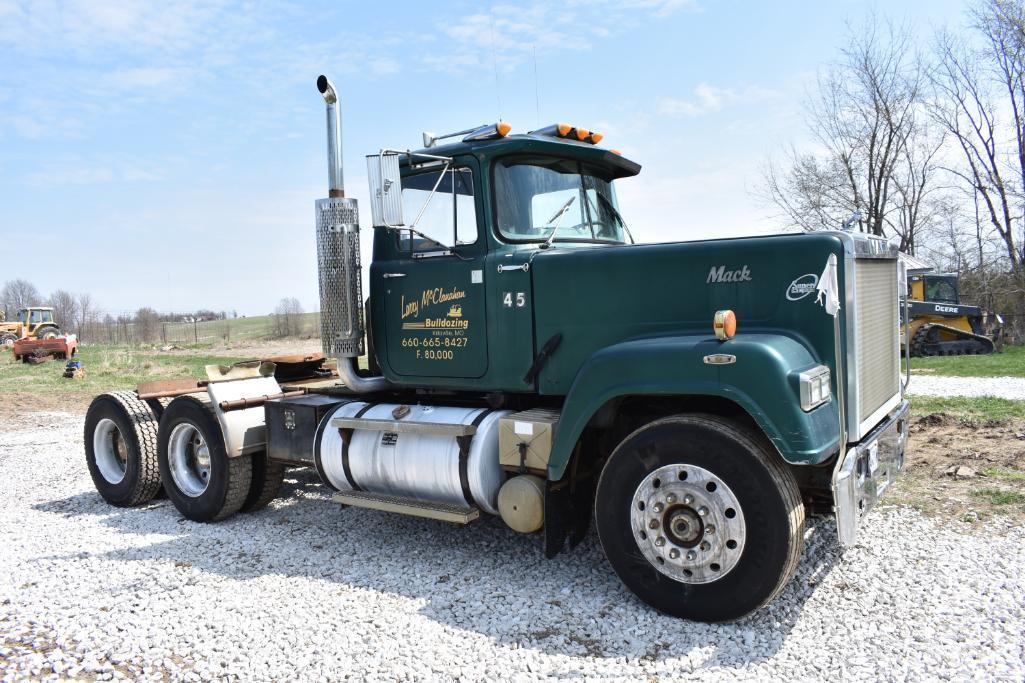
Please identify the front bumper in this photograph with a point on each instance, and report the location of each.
(865, 472)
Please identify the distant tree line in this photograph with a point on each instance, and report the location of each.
(78, 314)
(925, 146)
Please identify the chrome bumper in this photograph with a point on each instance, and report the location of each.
(866, 471)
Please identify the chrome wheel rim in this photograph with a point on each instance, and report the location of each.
(189, 459)
(110, 450)
(688, 523)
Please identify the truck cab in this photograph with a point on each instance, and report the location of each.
(526, 359)
(30, 322)
(453, 305)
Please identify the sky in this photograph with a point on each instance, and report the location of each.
(168, 154)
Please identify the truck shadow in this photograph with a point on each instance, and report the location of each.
(483, 578)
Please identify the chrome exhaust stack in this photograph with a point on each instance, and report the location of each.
(335, 179)
(338, 267)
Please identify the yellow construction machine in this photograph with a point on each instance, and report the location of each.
(941, 325)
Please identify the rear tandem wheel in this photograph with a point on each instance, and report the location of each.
(121, 448)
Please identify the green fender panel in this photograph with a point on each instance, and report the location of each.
(763, 382)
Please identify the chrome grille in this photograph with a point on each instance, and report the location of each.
(340, 280)
(877, 354)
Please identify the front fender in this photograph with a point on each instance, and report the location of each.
(763, 382)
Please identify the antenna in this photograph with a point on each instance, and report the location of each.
(537, 92)
(494, 62)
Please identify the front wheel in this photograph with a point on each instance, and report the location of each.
(699, 518)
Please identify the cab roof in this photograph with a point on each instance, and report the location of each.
(535, 144)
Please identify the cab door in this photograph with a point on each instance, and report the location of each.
(435, 305)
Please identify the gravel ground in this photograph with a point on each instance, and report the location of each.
(1009, 388)
(308, 590)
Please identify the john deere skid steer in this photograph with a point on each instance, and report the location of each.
(942, 326)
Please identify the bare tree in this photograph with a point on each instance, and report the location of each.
(17, 294)
(288, 318)
(86, 315)
(65, 307)
(147, 324)
(877, 154)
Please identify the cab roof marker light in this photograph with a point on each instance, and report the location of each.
(489, 131)
(724, 324)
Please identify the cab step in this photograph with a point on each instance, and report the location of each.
(439, 511)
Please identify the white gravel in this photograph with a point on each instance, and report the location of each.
(305, 590)
(1009, 388)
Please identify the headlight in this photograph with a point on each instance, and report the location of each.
(815, 387)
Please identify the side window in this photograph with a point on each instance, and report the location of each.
(449, 216)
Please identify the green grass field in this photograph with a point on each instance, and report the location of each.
(984, 408)
(1011, 363)
(108, 368)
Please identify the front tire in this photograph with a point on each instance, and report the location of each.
(267, 480)
(202, 482)
(699, 518)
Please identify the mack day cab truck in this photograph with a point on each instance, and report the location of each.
(527, 360)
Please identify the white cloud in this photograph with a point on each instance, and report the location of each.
(91, 26)
(708, 99)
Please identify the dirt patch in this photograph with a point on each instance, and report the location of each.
(964, 470)
(16, 404)
(247, 349)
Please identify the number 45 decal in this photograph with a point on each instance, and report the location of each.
(521, 299)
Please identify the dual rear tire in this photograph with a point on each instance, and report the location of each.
(699, 518)
(134, 449)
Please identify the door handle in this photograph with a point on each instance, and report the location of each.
(522, 267)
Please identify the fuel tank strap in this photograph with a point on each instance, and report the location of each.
(464, 442)
(346, 436)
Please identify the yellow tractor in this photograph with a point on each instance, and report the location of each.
(32, 322)
(942, 326)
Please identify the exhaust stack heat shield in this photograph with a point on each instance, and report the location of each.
(340, 278)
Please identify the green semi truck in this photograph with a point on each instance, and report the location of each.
(526, 359)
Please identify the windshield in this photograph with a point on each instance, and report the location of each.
(941, 289)
(536, 195)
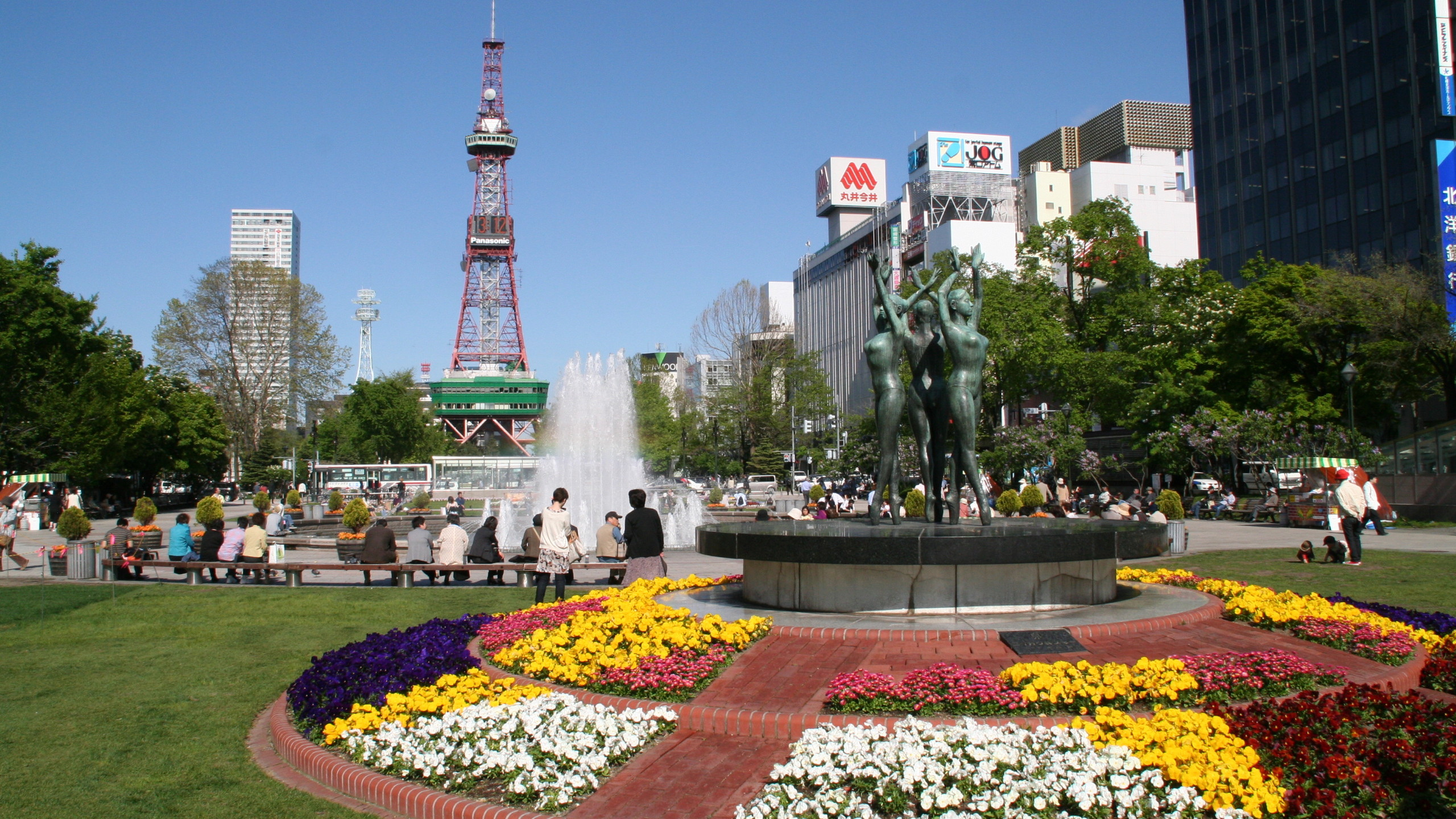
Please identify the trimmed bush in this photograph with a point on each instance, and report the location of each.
(1008, 503)
(144, 512)
(73, 525)
(915, 503)
(1169, 504)
(355, 515)
(1031, 498)
(209, 509)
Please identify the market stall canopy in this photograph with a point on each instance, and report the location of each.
(1315, 462)
(37, 478)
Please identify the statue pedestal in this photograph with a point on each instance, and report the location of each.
(925, 569)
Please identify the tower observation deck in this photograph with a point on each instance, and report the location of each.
(490, 388)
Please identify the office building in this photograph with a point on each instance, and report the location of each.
(1139, 152)
(270, 237)
(264, 331)
(960, 193)
(1314, 123)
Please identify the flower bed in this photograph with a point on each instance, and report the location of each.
(965, 770)
(1305, 615)
(1359, 752)
(450, 693)
(1050, 688)
(1441, 623)
(547, 751)
(1441, 671)
(622, 642)
(366, 672)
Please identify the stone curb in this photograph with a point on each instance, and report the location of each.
(1212, 610)
(308, 767)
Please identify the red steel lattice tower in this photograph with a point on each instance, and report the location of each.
(490, 337)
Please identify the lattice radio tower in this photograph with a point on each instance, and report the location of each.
(367, 314)
(490, 337)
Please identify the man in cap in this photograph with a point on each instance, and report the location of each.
(1350, 499)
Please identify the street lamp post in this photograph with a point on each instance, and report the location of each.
(1349, 374)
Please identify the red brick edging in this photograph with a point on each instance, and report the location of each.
(355, 786)
(1210, 610)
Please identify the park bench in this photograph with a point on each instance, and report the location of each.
(404, 573)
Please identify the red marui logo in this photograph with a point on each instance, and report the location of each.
(858, 177)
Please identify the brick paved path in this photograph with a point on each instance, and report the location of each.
(696, 774)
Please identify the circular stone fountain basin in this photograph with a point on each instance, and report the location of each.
(1017, 564)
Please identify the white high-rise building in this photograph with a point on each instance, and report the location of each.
(266, 334)
(270, 237)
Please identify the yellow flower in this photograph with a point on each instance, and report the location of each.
(450, 693)
(1193, 750)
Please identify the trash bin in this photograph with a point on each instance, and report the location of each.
(1177, 537)
(81, 560)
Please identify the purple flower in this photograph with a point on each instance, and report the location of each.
(366, 671)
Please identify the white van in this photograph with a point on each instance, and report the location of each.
(760, 484)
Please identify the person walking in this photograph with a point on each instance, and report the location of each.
(610, 547)
(379, 547)
(255, 547)
(421, 545)
(487, 548)
(453, 543)
(555, 548)
(1350, 499)
(531, 543)
(1372, 507)
(643, 532)
(180, 541)
(232, 548)
(210, 544)
(8, 518)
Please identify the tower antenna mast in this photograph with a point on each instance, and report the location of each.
(367, 314)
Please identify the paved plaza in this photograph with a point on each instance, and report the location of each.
(1203, 537)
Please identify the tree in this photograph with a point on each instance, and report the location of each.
(727, 322)
(82, 400)
(382, 420)
(257, 338)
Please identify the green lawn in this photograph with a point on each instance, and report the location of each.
(140, 707)
(1417, 581)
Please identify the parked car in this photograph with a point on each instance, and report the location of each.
(762, 484)
(1203, 483)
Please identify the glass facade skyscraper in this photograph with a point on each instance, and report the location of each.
(1314, 123)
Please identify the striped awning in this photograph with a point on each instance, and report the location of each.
(37, 478)
(1315, 462)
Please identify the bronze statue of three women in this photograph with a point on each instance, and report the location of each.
(942, 407)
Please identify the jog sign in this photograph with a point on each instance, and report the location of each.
(849, 183)
(1446, 196)
(1445, 82)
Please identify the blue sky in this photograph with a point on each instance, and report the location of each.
(667, 149)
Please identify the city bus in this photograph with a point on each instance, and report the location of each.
(354, 477)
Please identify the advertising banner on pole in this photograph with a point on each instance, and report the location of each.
(1445, 82)
(1446, 193)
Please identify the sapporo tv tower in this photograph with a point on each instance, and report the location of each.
(490, 394)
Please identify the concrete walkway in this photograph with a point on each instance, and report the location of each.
(1203, 537)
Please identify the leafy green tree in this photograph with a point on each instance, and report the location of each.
(1008, 503)
(73, 525)
(209, 509)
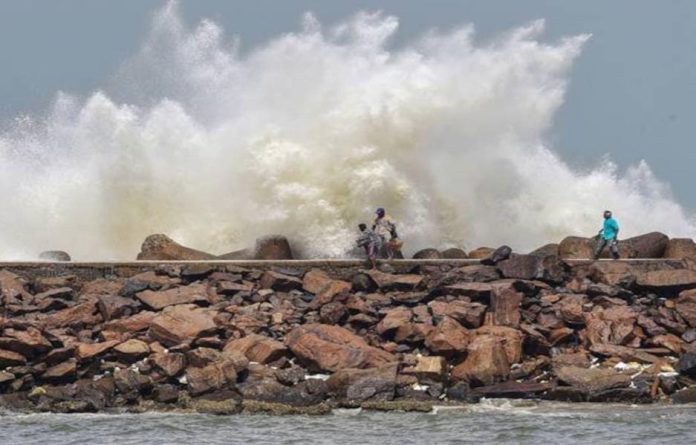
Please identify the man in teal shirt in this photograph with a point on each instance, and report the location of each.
(608, 237)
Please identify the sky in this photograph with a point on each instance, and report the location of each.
(630, 97)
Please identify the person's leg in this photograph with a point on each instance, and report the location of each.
(614, 249)
(600, 247)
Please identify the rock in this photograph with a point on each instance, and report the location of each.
(181, 324)
(158, 300)
(686, 306)
(359, 385)
(54, 255)
(687, 364)
(428, 368)
(454, 253)
(273, 247)
(511, 340)
(500, 254)
(505, 306)
(392, 282)
(530, 267)
(679, 248)
(162, 248)
(170, 363)
(113, 306)
(486, 362)
(61, 372)
(257, 348)
(86, 351)
(591, 380)
(132, 350)
(427, 254)
(279, 282)
(448, 339)
(546, 250)
(11, 358)
(394, 319)
(330, 348)
(211, 377)
(668, 280)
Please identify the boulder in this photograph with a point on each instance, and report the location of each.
(449, 338)
(686, 306)
(505, 306)
(400, 282)
(359, 385)
(54, 255)
(162, 248)
(500, 254)
(668, 280)
(273, 247)
(679, 248)
(546, 250)
(454, 253)
(486, 362)
(427, 254)
(591, 380)
(257, 348)
(480, 253)
(158, 300)
(181, 324)
(279, 282)
(330, 348)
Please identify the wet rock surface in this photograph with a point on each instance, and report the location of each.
(221, 337)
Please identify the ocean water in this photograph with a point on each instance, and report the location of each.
(216, 143)
(499, 422)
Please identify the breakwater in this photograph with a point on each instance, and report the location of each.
(309, 336)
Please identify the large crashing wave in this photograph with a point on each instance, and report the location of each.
(305, 136)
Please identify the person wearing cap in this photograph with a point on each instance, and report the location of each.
(608, 236)
(371, 242)
(384, 227)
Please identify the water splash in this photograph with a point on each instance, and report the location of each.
(305, 136)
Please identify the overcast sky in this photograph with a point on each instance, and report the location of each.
(632, 92)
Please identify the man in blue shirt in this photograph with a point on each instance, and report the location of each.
(608, 236)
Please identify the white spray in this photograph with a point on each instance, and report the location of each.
(306, 136)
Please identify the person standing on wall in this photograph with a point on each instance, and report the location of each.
(608, 236)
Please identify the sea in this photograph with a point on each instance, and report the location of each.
(498, 422)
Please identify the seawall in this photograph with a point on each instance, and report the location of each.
(306, 336)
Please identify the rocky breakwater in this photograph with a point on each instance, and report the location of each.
(226, 339)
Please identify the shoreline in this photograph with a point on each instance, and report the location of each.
(306, 337)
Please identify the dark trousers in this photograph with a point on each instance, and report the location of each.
(613, 248)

○ ○ ○ ○ ○

**TO DO**. Lines from the one holding "Please identify the rocky" through the last line of the material are to be repeated exactly; no other lines belong in the answer.

**RESULT OF THE TASK**.
Please identify the rocky breakwater in this photograph with a point on each instance, and report the location of each.
(226, 339)
Please identify the shoreline in this photograph with a point on each instance, and report the location of each.
(306, 337)
Please identify the dark trousers in this photograph with a point on each instance, and report the location of each.
(613, 248)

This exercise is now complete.